There are two key reasons for sticking to a hands-off policy. First‚ history has shown that policymakers are much better at mismanaging exchange rates than stabilizing them‚ in large measure because currency swings are often maddeningly hard to explain or even understand. When the euro was near its low in early 2002 (at $0.85)‚ financial reporters and columnists argued that investors lacked faith in Europe. When it soared to $1.36 at the end of 2004‚ many of these same commentators began worrying that the high-priced euro was making investors‚ well‚ lose faith in Europe. Similar confusion reigns for other major exchange rates‚ such as the U.S. dollar-Japanese yen rate and the U.S. dollar-British pound rate. (Only so-called commodity currencies‚ such as the South African rand and the Canadian‚ Australian‚ and New Zealand dollars show a bit of rhyme or reason to their swings‚ because they are linked to the prices of those nations' key commodity exports.)

Little wonder that when it comes to volatile currencies‚ many policymakers find themselves trying to regulate forces they can barely comprehend‚ much less control. That is one reason why attempts to fix rates often end in a huge speculative attack‚ such as the one that brought down the British pound in 1992 and cost the Bank of England at least $7 billion.

Second‚ although there may be costs to volatile exchange rates‚ demonstrating that they really matter is next to impossible. Back in 1990‚ when European Commission economists were struggling to find a rationale for the euro‚ they pointed out that multiple currencies created various accounting burdens for companies doing business throughout Europe. Such arguments rang true at the time‚ but not today‚ when modern business software allows firms to view their books in different currencies with the click of a mouse.

Another common argument holds that exchange rate volatility dampens trade‚ but most recent estimates suggest that however large that effect seems in theory‚ it is small in practice. For example‚ when the euro moves versus the U.S. dollar‚ neither the price of American automobiles in Europe nor that of European cars in the United States seems to move much in response. In fact‚ the cost is usually borne by those firms doing the importing and exporting; ordinary consumers only shoulder the burden if exchange rate changes endure for a long time‚ in which case‚ they presumably reflect fundamental economic problems.

→ Required actions
• A. Answer these from the text on exchange rates, one line each:
(i) What was the euro's value near its low in early 2002?
(ii) How much did the 1992 attack on the British pound cost the Bank of England?
(iii) In what year were European Commission economists looking for a rationale for the euro?
• B. Return a word-for-word copy of the passage in the text on exchange rates that begins at the words "Little wonder that" and stops after "of a mouse.".

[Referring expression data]
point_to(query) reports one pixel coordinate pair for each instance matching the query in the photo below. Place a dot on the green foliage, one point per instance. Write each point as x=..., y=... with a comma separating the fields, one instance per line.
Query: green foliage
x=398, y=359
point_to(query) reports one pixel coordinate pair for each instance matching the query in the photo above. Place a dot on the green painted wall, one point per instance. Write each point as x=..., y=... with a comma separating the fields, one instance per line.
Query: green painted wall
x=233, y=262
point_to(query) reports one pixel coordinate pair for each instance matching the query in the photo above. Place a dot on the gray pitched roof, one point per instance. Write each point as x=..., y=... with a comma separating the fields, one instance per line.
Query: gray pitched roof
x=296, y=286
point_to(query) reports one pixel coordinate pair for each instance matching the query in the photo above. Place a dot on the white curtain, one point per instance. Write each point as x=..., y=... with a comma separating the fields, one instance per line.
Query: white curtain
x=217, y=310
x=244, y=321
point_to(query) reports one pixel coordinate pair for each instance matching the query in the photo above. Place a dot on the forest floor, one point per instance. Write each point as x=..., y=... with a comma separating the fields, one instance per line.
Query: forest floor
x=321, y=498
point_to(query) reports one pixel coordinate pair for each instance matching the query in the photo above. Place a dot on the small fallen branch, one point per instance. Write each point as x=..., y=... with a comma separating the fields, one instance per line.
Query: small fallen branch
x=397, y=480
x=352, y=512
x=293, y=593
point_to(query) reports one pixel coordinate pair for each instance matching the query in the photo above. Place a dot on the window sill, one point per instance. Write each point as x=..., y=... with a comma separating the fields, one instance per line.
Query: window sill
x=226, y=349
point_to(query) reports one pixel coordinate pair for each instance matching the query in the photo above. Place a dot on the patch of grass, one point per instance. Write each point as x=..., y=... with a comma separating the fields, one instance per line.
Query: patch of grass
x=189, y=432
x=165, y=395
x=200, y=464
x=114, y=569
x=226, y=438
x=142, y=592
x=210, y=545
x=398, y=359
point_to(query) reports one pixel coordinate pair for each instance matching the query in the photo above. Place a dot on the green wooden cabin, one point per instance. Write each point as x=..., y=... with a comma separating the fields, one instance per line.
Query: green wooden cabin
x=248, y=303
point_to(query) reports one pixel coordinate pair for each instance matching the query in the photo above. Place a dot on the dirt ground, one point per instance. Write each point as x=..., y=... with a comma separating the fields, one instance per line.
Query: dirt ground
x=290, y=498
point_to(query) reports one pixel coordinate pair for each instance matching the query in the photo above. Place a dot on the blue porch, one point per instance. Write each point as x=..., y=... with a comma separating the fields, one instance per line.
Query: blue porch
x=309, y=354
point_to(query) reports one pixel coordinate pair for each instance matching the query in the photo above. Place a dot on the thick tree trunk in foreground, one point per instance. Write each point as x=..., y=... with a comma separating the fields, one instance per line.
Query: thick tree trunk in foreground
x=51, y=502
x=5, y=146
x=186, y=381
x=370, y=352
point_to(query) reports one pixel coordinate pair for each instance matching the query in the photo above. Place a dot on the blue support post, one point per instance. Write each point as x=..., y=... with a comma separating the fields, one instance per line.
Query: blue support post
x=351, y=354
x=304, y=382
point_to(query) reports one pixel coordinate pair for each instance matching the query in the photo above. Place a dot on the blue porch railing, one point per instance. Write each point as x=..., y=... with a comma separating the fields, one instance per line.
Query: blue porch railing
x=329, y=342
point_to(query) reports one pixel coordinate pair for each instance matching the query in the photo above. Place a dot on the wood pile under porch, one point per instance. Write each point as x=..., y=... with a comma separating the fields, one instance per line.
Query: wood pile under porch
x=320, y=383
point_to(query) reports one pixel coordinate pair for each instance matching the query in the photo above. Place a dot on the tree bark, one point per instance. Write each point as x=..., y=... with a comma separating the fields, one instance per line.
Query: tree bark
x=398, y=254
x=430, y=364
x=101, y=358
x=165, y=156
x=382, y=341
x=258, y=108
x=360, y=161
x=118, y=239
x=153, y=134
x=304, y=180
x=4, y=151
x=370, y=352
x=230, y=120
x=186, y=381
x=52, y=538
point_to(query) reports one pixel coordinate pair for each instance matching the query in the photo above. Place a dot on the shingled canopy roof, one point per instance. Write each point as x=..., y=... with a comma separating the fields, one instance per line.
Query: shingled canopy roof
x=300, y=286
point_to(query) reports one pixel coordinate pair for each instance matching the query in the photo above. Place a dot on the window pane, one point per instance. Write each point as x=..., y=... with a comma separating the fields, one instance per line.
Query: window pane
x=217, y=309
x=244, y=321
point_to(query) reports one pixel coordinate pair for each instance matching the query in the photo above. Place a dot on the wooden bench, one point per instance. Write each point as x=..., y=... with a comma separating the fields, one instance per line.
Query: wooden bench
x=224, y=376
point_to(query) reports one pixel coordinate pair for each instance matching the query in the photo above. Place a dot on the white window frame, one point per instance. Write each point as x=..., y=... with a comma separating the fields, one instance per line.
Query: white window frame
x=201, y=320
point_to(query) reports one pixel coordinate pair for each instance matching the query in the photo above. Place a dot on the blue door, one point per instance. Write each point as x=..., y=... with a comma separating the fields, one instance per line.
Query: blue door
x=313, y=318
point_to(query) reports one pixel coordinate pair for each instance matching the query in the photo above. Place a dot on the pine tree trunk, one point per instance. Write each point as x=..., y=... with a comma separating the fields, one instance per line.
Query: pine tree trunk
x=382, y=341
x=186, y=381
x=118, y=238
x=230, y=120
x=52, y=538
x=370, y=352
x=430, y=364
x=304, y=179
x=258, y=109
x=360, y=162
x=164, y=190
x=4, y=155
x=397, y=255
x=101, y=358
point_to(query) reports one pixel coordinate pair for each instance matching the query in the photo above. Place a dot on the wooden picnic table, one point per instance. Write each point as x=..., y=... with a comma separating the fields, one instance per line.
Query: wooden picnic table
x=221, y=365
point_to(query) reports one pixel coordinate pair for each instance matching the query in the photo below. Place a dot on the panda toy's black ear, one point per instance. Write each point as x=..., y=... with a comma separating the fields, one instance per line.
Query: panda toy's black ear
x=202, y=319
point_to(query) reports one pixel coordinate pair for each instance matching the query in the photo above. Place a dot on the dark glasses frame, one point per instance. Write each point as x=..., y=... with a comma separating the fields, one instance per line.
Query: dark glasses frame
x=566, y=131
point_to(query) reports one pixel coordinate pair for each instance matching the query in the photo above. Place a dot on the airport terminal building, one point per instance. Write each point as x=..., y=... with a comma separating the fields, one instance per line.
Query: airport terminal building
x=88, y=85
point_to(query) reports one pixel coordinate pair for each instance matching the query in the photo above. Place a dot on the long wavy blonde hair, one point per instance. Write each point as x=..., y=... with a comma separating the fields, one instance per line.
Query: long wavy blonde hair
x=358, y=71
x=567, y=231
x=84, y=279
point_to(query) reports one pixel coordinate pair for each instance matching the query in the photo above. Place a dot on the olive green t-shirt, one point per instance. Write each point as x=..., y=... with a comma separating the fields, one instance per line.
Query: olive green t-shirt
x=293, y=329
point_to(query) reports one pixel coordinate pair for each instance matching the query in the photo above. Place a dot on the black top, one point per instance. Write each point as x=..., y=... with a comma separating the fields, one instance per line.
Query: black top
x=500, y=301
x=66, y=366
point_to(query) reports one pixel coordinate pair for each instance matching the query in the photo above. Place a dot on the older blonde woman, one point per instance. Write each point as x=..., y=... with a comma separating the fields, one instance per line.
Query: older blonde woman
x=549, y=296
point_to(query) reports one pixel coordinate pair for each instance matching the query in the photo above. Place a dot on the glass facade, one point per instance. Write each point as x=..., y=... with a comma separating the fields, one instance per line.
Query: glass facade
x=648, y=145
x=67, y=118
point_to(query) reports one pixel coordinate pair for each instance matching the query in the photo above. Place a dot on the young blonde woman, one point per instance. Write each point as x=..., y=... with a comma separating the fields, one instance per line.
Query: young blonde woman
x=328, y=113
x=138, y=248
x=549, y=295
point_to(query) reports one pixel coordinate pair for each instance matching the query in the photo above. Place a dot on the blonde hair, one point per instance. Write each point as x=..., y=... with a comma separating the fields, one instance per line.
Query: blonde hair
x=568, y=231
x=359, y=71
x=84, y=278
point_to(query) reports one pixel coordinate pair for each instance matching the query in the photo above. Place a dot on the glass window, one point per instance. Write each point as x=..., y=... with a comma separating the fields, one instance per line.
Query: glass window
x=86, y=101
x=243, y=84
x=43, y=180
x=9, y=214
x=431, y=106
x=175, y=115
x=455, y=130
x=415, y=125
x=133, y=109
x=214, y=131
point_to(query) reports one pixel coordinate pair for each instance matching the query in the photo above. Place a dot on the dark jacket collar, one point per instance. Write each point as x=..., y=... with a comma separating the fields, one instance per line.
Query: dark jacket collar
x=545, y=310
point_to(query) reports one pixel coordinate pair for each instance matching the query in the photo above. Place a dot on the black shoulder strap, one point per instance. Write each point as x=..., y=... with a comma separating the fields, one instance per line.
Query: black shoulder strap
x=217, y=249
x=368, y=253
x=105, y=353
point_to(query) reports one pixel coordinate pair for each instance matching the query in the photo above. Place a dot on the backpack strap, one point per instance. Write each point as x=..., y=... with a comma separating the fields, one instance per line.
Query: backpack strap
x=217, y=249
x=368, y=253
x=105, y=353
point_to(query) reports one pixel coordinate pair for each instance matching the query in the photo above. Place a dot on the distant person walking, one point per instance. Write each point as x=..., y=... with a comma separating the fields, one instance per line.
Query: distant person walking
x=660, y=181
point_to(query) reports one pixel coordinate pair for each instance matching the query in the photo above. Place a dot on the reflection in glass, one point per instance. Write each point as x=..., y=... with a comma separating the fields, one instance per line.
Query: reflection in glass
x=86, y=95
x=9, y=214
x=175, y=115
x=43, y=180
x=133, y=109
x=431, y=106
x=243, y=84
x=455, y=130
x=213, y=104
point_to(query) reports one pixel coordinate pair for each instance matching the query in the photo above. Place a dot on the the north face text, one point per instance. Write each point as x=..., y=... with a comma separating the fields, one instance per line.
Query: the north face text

→ Solved tasks
• A.
(i) $0.85
(ii) At least $7 billion
(iii) 1990

• B.
Little wonder that when it comes to volatile currencies‚ many policymakers find themselves trying to regulate forces they can barely comprehend‚ much less control. That is one reason why attempts to fix rates often end in a huge speculative attack‚ such as the one that brought down the British pound in 1992 and cost the Bank of England at least $7 billion.

Second‚ although there may be costs to volatile exchange rates‚ demonstrating that they really matter is next to impossible. Back in 1990‚ when European Commission economists were struggling to find a rationale for the euro‚ they pointed out that multiple currencies created various accounting burdens for companies doing business throughout Europe. Such arguments rang true at the time‚ but not today‚ when modern business software allows firms to view their books in different currencies with the click of a mouse.